• **Stored data entries**
****************

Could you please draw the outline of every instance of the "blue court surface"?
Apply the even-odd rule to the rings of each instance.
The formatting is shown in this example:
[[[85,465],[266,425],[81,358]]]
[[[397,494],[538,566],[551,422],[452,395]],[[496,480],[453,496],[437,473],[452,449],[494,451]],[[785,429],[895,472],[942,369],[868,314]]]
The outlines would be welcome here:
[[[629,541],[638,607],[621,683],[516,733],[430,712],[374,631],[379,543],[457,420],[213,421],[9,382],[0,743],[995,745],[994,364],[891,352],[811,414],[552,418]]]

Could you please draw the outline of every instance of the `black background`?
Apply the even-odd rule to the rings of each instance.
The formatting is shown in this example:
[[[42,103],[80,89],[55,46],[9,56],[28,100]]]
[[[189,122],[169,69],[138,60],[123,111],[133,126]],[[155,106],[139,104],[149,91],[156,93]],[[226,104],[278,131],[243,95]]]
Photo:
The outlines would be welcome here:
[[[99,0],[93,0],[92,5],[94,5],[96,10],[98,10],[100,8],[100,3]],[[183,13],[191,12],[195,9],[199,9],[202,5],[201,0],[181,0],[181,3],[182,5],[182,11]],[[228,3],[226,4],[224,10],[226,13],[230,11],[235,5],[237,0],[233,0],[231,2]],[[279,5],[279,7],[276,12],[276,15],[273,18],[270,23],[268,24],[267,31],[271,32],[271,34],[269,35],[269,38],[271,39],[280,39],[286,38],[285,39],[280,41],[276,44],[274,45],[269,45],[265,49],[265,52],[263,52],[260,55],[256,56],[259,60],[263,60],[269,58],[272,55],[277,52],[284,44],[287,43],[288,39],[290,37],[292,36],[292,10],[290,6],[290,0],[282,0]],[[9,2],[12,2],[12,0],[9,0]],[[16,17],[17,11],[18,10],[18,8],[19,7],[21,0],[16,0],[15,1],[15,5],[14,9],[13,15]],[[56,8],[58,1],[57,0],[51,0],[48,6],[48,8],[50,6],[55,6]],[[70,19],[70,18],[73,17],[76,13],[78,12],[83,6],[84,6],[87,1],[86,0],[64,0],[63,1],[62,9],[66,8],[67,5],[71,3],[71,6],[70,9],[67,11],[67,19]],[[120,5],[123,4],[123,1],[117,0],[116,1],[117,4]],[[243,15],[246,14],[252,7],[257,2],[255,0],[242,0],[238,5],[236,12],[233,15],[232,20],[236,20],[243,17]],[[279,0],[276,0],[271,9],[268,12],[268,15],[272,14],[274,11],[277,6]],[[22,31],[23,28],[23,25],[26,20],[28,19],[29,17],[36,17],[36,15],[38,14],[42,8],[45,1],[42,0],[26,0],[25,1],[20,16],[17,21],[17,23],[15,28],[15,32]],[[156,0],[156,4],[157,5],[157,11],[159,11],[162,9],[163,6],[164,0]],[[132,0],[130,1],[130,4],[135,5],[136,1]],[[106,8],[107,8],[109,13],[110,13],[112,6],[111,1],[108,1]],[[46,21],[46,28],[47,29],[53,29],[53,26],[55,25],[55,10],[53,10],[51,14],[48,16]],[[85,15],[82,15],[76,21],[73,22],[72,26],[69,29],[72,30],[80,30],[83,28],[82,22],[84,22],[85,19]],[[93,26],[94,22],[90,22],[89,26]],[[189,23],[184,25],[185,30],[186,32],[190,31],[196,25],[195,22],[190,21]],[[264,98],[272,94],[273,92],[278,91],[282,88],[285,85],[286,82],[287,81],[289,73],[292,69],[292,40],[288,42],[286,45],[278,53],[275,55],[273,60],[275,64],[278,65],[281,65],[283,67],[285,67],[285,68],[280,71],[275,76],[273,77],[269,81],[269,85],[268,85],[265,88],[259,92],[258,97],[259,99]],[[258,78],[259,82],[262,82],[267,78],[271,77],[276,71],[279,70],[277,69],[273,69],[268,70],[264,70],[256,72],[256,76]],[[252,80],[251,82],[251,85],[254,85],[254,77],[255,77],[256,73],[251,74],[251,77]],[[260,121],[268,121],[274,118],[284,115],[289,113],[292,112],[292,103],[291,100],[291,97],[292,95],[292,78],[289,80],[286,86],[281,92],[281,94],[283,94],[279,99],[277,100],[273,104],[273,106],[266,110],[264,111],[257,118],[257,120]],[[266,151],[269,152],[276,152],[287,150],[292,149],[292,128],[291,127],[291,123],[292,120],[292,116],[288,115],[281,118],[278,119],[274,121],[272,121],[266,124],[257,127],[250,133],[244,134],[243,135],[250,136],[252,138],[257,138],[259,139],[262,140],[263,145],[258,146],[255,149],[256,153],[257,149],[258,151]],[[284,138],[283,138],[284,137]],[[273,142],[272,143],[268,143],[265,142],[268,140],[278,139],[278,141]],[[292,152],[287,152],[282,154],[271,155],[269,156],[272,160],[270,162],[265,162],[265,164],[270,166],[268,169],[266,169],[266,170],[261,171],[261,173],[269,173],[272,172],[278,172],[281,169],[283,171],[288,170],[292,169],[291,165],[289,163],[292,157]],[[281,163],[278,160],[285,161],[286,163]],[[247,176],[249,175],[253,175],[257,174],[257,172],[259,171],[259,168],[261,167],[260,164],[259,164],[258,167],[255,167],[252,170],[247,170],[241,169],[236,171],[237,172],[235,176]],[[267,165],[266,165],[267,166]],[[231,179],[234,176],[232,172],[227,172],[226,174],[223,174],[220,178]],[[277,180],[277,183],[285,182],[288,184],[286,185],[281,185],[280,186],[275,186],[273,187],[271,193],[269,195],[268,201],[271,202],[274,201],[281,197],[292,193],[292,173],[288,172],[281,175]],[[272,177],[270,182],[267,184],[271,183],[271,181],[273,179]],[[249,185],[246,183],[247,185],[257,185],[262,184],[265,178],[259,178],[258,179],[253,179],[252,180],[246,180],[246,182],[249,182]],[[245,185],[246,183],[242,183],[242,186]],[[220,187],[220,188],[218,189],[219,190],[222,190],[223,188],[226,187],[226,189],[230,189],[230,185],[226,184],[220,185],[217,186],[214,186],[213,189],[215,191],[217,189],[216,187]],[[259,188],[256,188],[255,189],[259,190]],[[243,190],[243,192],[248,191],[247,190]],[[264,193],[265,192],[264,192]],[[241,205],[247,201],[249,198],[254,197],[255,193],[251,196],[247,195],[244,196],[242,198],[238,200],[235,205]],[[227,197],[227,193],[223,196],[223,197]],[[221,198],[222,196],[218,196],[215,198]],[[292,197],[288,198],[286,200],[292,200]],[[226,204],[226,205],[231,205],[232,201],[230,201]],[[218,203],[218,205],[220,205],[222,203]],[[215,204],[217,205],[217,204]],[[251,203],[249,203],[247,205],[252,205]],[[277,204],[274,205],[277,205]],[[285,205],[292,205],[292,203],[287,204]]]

****************

Write all of the records out again exactly.

• **ANSWER FOR THIS EXERCISE**
Could you please draw the outline of every instance of the "blue court surface"?
Apply the even-odd rule to the rings of each instance.
The formatting is shown in this example:
[[[85,465],[266,425],[81,358]]]
[[[397,494],[538,566],[551,422],[452,395]],[[496,480],[453,496],[437,473],[452,449],[494,451]],[[785,429],[895,472],[942,369],[868,314]]]
The outlines would be welcome here:
[[[629,541],[638,607],[621,683],[516,733],[430,712],[374,631],[379,543],[457,420],[213,421],[9,382],[0,743],[995,745],[994,364],[891,352],[811,414],[552,418]]]

Could you please draw the outline of every instance of the `black background`?
Apply the even-odd rule to the rings of each instance.
The formatting is shown in this example:
[[[42,103],[80,89],[55,46],[9,56],[28,100]]]
[[[189,122],[169,69],[138,60],[123,111],[133,126]],[[155,106],[139,104],[149,91],[156,93]],[[226,104],[278,131],[243,95]]]
Photo:
The outlines would be welcome here:
[[[99,0],[93,0],[92,5],[94,5],[96,10],[98,10],[100,8],[100,3]],[[183,13],[191,12],[195,9],[199,9],[202,5],[201,0],[181,0],[181,3],[182,5],[182,11]],[[228,3],[226,4],[224,10],[226,13],[230,11],[235,5],[237,0],[233,0],[231,2]],[[279,5],[279,7],[276,12],[276,15],[273,18],[270,23],[268,24],[267,31],[271,32],[271,34],[269,35],[269,38],[271,39],[280,39],[286,38],[285,39],[280,41],[276,44],[274,45],[269,45],[265,49],[265,52],[263,52],[260,55],[256,56],[259,60],[263,60],[269,58],[272,55],[277,52],[284,44],[287,43],[288,39],[290,37],[292,36],[292,10],[290,6],[290,0],[282,0]],[[9,2],[12,2],[12,0],[9,0]],[[16,17],[17,11],[18,10],[18,8],[19,7],[21,0],[16,0],[15,1],[15,5],[14,9],[13,15]],[[56,8],[58,1],[57,0],[51,0],[48,6],[48,8],[50,6],[55,6]],[[70,19],[70,18],[73,17],[76,13],[78,12],[83,6],[84,6],[87,1],[86,0],[64,0],[63,1],[62,9],[66,8],[67,5],[71,3],[71,6],[70,9],[67,11],[67,19]],[[120,5],[123,4],[123,1],[117,0],[116,1],[117,4]],[[243,15],[246,14],[252,7],[257,2],[255,0],[242,0],[238,5],[236,12],[233,15],[232,20],[236,20],[243,17]],[[279,0],[276,0],[271,9],[268,12],[268,15],[272,14],[274,11],[277,6]],[[22,31],[23,28],[23,25],[26,20],[28,19],[29,17],[36,17],[36,15],[38,14],[42,8],[45,1],[42,0],[26,0],[25,1],[20,16],[17,21],[17,23],[15,28],[15,32]],[[156,0],[156,4],[157,5],[157,11],[159,11],[162,9],[163,6],[164,0]],[[132,0],[130,1],[130,4],[135,5],[136,1]],[[106,8],[107,8],[109,13],[110,13],[112,6],[111,1],[108,1]],[[46,21],[46,28],[47,29],[53,29],[53,26],[55,25],[55,10],[53,10],[51,14],[48,16]],[[85,15],[82,15],[76,21],[73,22],[72,26],[69,29],[72,30],[80,30],[83,28],[82,22],[84,22],[85,19]],[[93,26],[94,22],[90,22],[89,26]],[[189,23],[184,25],[185,30],[186,32],[190,31],[196,25],[195,22],[190,21]],[[264,98],[272,94],[273,92],[278,91],[282,88],[285,85],[286,82],[287,81],[289,73],[292,69],[292,40],[288,42],[286,45],[278,53],[275,55],[273,60],[275,64],[278,65],[281,65],[283,67],[285,67],[285,68],[280,71],[275,76],[273,77],[269,81],[269,85],[268,85],[265,88],[259,92],[258,97],[259,99]],[[258,78],[259,82],[262,82],[267,78],[271,77],[276,71],[279,70],[277,69],[273,69],[268,70],[264,70],[256,72],[256,76]],[[252,80],[251,82],[251,85],[254,85],[254,77],[255,77],[256,73],[251,74],[251,77]],[[260,121],[268,121],[274,118],[284,115],[289,113],[292,112],[292,103],[291,100],[291,97],[292,95],[292,78],[289,80],[286,86],[281,92],[281,94],[283,94],[279,99],[277,100],[273,104],[273,106],[266,110],[264,111],[257,118],[257,120]],[[266,151],[269,152],[276,152],[287,150],[292,149],[292,128],[291,127],[291,123],[292,120],[292,116],[288,115],[281,118],[278,119],[274,121],[272,121],[266,124],[257,127],[250,133],[244,134],[243,135],[250,136],[252,138],[257,138],[259,139],[262,140],[263,145],[258,146],[255,149],[256,153],[257,149],[258,151]],[[284,138],[283,138],[284,137]],[[273,142],[272,143],[268,143],[265,142],[268,140],[278,139],[278,141]],[[292,152],[287,152],[282,154],[271,155],[269,156],[272,160],[270,162],[265,162],[265,164],[270,166],[268,169],[266,169],[266,170],[261,171],[261,173],[269,173],[272,172],[278,172],[281,169],[283,171],[288,170],[292,169],[291,165],[289,163],[292,157]],[[281,163],[278,160],[285,161],[286,163]],[[247,176],[249,175],[253,175],[257,174],[257,172],[259,171],[259,168],[261,167],[260,164],[259,164],[258,167],[255,167],[252,170],[247,170],[241,169],[236,171],[237,172],[235,176]],[[267,165],[266,165],[267,166]],[[231,179],[234,176],[232,172],[227,172],[226,174],[223,174],[220,178]],[[277,180],[277,183],[285,182],[288,184],[286,185],[281,185],[280,186],[275,186],[273,187],[271,193],[269,195],[268,201],[271,202],[274,201],[281,197],[292,193],[292,173],[288,172],[281,175]],[[272,177],[270,182],[267,184],[271,183],[271,181],[273,179]],[[249,185],[246,183],[247,185],[257,185],[262,184],[265,178],[259,178],[258,179],[253,179],[252,180],[246,180],[246,182],[249,182]],[[245,185],[246,183],[242,183],[242,186]],[[220,187],[220,188],[218,189],[219,190],[222,190],[223,188],[226,187],[226,189],[230,189],[230,185],[226,184],[220,185],[217,186],[214,186],[213,189],[215,191],[217,189],[216,187]],[[259,188],[256,188],[255,189],[259,190]],[[243,190],[243,192],[248,191],[247,190]],[[264,193],[265,192],[264,192]],[[241,205],[247,201],[249,198],[254,197],[255,193],[251,196],[247,195],[244,196],[242,198],[238,200],[235,205]],[[227,197],[227,193],[223,196],[223,197]],[[221,198],[222,196],[218,196],[215,198]],[[292,197],[288,198],[286,200],[292,200]],[[226,204],[226,205],[231,205],[232,201],[230,201]],[[218,203],[218,205],[220,205],[222,203]],[[215,204],[217,205],[217,204]],[[251,203],[249,203],[247,205],[252,205]],[[277,204],[274,205],[277,205]],[[285,205],[292,205],[292,203],[287,204]]]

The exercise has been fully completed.